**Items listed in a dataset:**
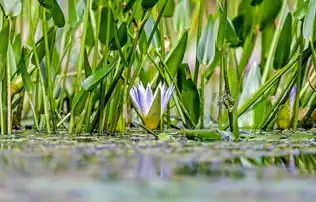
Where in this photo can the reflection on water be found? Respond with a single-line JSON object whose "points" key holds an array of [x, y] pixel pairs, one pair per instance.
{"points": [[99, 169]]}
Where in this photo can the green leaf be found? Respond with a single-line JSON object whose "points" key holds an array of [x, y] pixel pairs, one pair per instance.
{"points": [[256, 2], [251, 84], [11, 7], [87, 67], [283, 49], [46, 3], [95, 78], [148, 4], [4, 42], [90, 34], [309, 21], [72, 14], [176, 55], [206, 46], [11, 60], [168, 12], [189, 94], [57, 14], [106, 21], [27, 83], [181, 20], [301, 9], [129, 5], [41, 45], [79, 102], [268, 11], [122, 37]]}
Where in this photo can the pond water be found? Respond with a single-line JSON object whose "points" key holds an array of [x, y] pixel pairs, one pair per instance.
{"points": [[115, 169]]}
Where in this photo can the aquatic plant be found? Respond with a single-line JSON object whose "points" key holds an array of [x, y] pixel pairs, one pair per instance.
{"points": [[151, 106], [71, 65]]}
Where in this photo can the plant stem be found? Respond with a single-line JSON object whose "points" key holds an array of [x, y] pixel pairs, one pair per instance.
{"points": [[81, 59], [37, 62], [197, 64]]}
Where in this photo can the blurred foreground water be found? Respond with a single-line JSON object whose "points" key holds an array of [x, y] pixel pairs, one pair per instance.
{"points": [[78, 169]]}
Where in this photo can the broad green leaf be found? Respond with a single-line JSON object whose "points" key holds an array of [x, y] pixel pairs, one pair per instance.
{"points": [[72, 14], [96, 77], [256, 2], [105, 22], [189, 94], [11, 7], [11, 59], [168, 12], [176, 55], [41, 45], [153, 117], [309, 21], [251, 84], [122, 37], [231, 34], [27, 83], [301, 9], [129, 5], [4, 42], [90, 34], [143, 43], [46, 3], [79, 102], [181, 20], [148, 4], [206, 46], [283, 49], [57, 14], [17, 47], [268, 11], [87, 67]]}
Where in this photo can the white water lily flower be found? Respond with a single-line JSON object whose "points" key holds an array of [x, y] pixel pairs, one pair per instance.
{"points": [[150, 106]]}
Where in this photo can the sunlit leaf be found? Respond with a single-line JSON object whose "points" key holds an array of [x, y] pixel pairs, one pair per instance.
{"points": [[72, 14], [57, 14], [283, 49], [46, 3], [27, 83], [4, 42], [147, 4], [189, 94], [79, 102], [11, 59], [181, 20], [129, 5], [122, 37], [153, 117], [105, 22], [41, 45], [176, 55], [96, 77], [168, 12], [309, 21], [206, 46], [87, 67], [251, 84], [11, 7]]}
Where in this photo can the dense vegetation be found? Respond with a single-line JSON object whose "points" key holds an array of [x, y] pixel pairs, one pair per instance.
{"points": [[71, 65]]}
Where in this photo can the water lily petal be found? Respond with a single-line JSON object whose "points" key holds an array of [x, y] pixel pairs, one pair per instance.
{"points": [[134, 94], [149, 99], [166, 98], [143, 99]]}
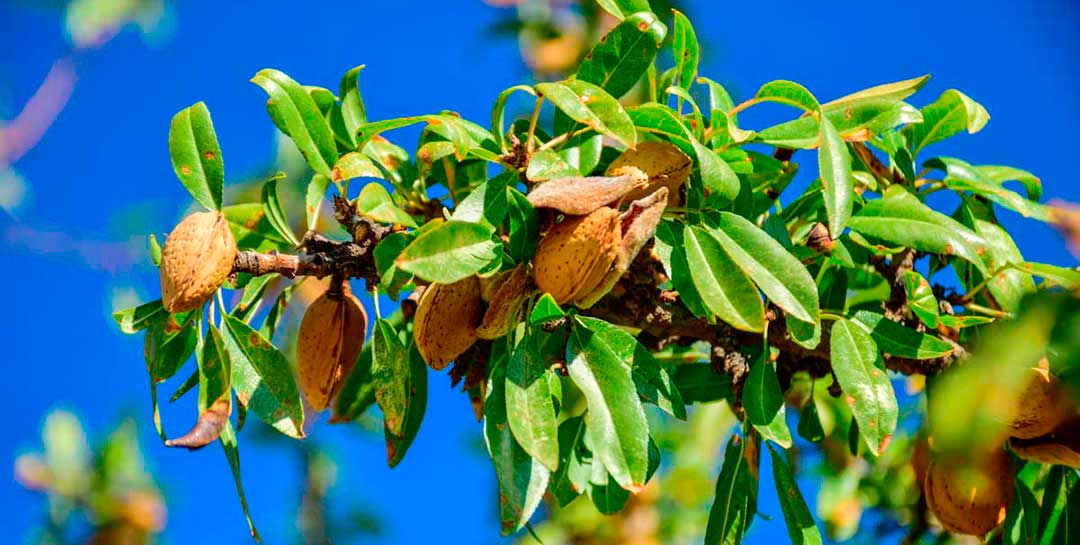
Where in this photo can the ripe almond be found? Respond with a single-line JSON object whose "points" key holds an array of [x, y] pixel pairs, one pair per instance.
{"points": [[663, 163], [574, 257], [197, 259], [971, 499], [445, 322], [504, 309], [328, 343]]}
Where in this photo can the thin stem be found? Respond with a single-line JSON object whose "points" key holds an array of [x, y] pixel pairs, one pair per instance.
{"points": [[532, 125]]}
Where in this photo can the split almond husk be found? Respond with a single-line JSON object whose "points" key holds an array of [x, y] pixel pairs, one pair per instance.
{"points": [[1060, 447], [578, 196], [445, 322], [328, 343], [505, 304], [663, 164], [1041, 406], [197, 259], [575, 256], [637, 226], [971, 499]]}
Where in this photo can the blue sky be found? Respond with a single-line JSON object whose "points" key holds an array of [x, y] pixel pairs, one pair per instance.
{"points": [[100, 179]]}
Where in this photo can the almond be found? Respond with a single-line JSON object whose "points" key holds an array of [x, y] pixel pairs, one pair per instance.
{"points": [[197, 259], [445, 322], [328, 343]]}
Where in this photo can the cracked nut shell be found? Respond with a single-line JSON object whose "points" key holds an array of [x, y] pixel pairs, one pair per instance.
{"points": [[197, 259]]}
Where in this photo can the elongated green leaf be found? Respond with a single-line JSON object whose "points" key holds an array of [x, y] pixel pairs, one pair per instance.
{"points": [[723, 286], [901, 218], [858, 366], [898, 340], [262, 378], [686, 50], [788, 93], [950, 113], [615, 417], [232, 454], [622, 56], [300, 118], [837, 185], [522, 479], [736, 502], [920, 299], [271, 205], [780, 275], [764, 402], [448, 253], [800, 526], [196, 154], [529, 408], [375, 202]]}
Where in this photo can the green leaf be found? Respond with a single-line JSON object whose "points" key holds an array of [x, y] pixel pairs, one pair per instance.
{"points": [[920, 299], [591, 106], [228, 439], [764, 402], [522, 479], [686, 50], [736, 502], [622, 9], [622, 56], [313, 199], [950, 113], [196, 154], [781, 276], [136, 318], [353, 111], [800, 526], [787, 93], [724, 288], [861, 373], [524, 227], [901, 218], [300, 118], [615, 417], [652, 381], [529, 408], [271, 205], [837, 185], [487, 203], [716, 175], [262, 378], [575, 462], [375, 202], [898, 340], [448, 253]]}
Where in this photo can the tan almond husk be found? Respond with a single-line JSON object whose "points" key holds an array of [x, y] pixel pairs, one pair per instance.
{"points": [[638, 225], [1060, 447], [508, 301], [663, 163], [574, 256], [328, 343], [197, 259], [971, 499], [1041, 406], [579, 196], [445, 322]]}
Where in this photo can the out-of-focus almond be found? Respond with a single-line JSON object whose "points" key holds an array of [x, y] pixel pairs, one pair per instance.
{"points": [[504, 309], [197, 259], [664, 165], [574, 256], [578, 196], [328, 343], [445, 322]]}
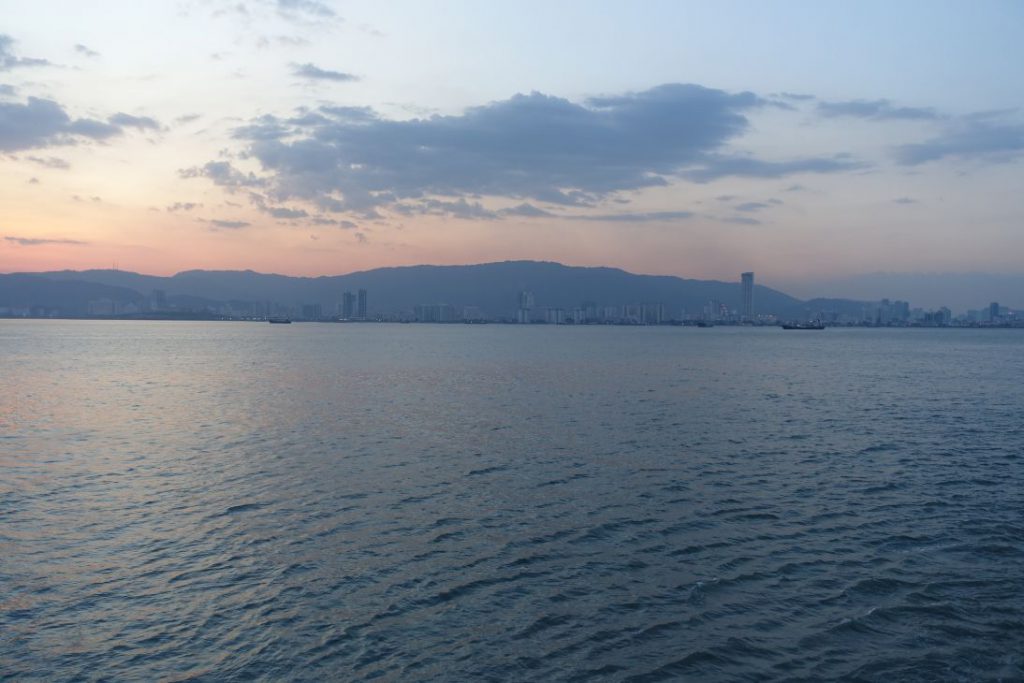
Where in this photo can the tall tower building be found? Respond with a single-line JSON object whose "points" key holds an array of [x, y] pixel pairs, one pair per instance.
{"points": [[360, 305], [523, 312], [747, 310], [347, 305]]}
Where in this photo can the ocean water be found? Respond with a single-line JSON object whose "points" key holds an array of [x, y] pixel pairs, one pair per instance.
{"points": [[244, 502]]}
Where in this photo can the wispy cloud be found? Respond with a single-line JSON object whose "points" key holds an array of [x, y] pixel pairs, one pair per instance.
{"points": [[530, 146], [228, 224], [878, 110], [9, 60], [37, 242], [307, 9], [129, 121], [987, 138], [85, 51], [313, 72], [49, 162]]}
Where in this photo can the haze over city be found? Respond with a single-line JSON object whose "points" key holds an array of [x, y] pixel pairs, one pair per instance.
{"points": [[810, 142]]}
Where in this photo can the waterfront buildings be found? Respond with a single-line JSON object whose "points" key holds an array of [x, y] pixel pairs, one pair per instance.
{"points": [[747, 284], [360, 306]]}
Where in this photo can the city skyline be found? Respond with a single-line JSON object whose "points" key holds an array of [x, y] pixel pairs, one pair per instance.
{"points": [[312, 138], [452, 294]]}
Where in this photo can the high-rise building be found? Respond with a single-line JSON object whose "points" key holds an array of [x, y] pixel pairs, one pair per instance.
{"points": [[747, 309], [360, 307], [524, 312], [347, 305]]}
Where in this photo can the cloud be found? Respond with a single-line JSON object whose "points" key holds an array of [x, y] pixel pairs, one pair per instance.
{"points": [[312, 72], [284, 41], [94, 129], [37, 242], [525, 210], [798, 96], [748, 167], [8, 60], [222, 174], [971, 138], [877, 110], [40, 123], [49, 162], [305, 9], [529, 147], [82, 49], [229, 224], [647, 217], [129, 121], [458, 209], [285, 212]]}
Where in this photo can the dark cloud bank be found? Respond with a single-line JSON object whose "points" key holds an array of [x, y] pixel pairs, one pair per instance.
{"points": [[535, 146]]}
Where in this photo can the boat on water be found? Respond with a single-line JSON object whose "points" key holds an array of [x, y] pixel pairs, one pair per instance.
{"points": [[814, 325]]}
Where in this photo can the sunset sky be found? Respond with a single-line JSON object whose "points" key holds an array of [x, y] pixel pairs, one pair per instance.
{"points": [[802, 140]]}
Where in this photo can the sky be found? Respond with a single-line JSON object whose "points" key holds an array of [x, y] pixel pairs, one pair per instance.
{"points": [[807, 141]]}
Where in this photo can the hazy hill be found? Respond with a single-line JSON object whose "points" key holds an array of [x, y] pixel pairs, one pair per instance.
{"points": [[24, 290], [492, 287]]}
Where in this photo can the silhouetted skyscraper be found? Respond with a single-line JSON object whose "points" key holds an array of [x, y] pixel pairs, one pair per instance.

**Task item:**
Return the lines above, starting at the one that contains "Where in this photo can the sunset" and running through the last, exactly as they appear, with no extra lines.

**Answer to the exercise:**
Where in this photo can the sunset sky be found? Respond with a single-line JSON object whose "points" key holds an array of [x, y] pixel pairs, one pair per instance.
{"points": [[802, 140]]}
Where in this photo can the sky be found? Respond with a single-line JSON object whose "points" key holds an array of [x, y] pixel pairs, one pair per instance.
{"points": [[807, 141]]}
Where in this photo can the hazy hill be found? Respond with a single-line JSON object whose "points" key holds an array of [x, y] pixel pairs, one pair per instance.
{"points": [[24, 290], [492, 287]]}
Where in this photo can the silhouetted skyscraper be found? Respond with a single-line JSON object whose "points" key holds an array of [x, y] pixel pairs, one pair per instance.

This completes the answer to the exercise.